▶ **Supplied text**
= = = = = = =

First lady Hillary Clinton
First lady Hillary Clinton  

LOS ANGELES (CNN) -- First Lady Hillary Rodham Clinton told cheering Democrats on Monday night, "I can't wait to watch Al Gore take the oath of office" next January to ensure continuity of "the most peacful, prosperous and promising time in our nation's history."

In remarks setting up the swan song speech of President Clinton on the opening night of the Democratic National Convention, the first lady thanked Americans for their support of her husband's "visionary leadership" and for bestowing on her "the honor and blessing of a lifetime" and the support given her "in good times -- and in bad."

  MESSAGE BOARD
 

"We're a stronger, better country than we were in 1992," she said.

"How can we continue America's progress? By electing Al Gore and Joe Lieberman the next president and vice president of the United States."

= = = = = = =

▶ **Data shown**
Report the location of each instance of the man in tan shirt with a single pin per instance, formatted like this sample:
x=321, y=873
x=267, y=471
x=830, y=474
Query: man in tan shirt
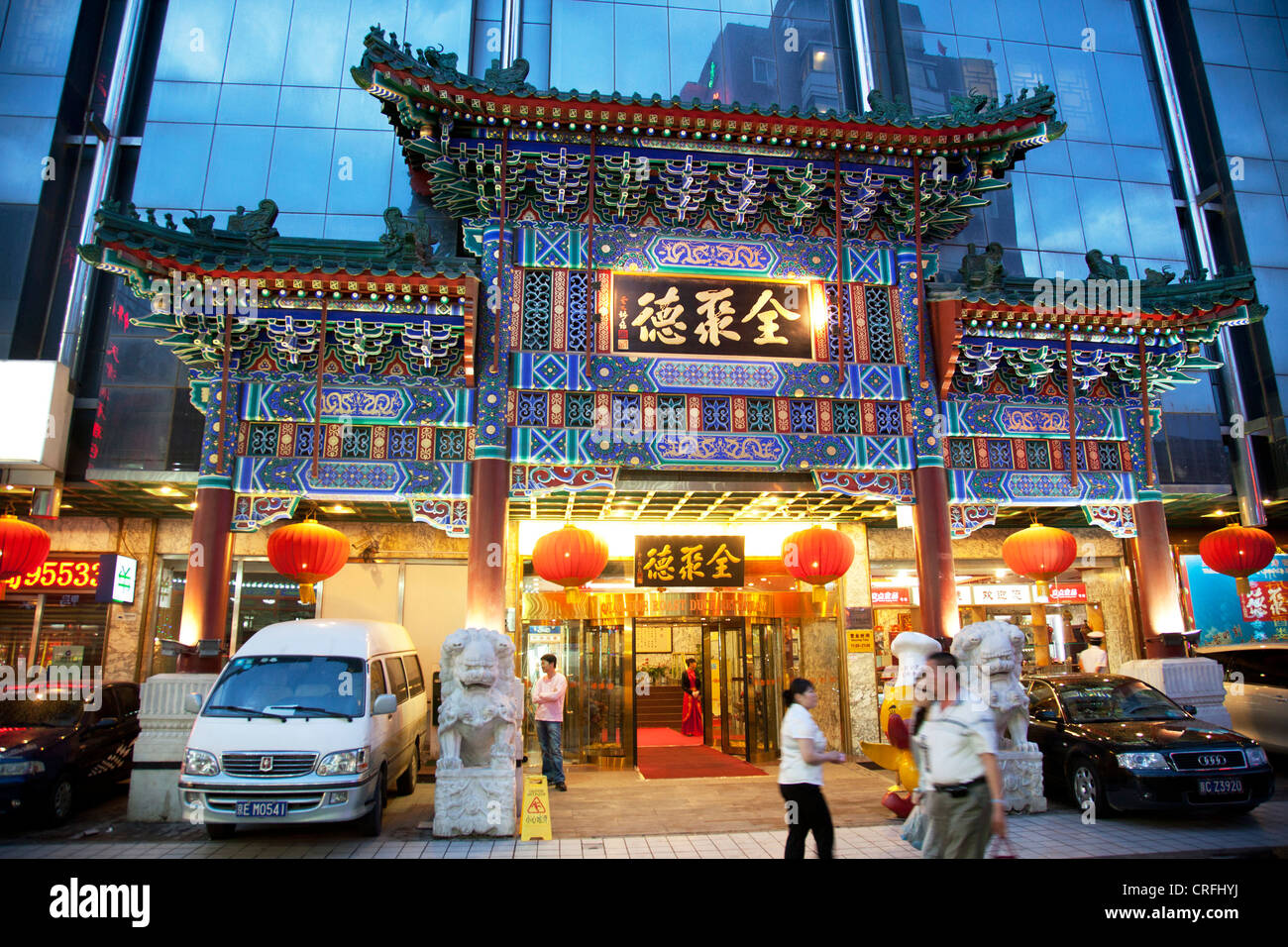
x=956, y=746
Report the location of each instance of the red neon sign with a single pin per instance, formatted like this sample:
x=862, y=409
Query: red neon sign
x=56, y=575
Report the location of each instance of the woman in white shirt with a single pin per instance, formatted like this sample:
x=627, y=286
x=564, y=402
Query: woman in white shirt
x=800, y=774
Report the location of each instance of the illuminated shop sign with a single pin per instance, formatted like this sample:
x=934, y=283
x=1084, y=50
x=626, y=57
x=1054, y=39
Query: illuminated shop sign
x=117, y=574
x=658, y=313
x=1065, y=592
x=679, y=562
x=890, y=595
x=56, y=575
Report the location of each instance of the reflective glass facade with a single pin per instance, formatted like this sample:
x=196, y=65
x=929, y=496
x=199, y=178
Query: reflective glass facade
x=254, y=99
x=243, y=99
x=1245, y=64
x=35, y=43
x=782, y=53
x=1108, y=183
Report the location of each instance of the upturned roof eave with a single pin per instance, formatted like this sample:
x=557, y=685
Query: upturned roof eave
x=220, y=254
x=488, y=103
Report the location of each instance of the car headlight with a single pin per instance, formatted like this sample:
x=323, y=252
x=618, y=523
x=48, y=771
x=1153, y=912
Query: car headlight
x=1141, y=761
x=344, y=763
x=22, y=768
x=200, y=763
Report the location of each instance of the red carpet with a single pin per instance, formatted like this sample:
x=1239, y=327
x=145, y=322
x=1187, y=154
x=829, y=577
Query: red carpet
x=690, y=762
x=664, y=736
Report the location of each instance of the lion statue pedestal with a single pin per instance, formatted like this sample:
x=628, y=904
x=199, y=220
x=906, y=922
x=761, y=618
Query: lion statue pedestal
x=475, y=788
x=991, y=655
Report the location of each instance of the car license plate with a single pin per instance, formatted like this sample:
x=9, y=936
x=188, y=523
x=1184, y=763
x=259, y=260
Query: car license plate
x=1220, y=788
x=261, y=809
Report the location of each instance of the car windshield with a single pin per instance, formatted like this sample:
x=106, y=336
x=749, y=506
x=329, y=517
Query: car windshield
x=290, y=685
x=1117, y=701
x=39, y=711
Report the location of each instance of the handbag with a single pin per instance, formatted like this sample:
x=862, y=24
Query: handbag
x=1001, y=848
x=914, y=827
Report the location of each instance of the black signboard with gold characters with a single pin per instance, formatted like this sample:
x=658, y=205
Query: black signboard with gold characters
x=679, y=562
x=656, y=313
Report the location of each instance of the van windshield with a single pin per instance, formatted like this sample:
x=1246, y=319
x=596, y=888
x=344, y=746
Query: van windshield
x=290, y=685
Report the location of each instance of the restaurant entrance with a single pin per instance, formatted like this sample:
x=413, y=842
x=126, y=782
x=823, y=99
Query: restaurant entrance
x=738, y=664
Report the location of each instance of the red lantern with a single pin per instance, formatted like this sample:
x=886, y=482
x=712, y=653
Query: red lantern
x=1239, y=552
x=24, y=548
x=1039, y=552
x=570, y=557
x=308, y=553
x=818, y=557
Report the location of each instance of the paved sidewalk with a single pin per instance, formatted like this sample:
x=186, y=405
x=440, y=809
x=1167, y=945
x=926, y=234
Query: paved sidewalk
x=1057, y=834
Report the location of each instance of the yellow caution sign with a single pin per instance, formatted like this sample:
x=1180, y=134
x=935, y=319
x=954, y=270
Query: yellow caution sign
x=536, y=809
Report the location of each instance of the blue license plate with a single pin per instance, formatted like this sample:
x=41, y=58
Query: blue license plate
x=261, y=809
x=1220, y=788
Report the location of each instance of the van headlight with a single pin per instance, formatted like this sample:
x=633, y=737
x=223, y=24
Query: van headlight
x=22, y=768
x=344, y=762
x=1141, y=761
x=200, y=763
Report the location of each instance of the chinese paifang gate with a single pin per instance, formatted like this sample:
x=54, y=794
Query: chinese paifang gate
x=665, y=320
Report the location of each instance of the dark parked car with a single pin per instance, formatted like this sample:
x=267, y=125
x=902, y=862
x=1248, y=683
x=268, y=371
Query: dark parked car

= = = = = = =

▶ **Work to complete**
Can you retype the CNN report on Hillary Clinton's convention remarks in full, with every character unchanged? None of these lines has anything to do with the CNN report on Hillary Clinton's convention remarks.

▶ **Solution below**
First lady Hillary Clinton
First lady Hillary Clinton  

LOS ANGELES (CNN) -- First Lady Hillary Rodham Clinton told cheering Democrats on Monday night, "I can't wait to watch Al Gore take the oath of office" next January to ensure continuity of "the most peacful, prosperous and promising time in our nation's history."

In remarks setting up the swan song speech of President Clinton on the opening night of the Democratic National Convention, the first lady thanked Americans for their support of her husband's "visionary leadership" and for bestowing on her "the honor and blessing of a lifetime" and the support given her "in good times -- and in bad."

  MESSAGE BOARD
 

"We're a stronger, better country than we were in 1992," she said.

"How can we continue America's progress? By electing Al Gore and Joe Lieberman the next president and vice president of the United States."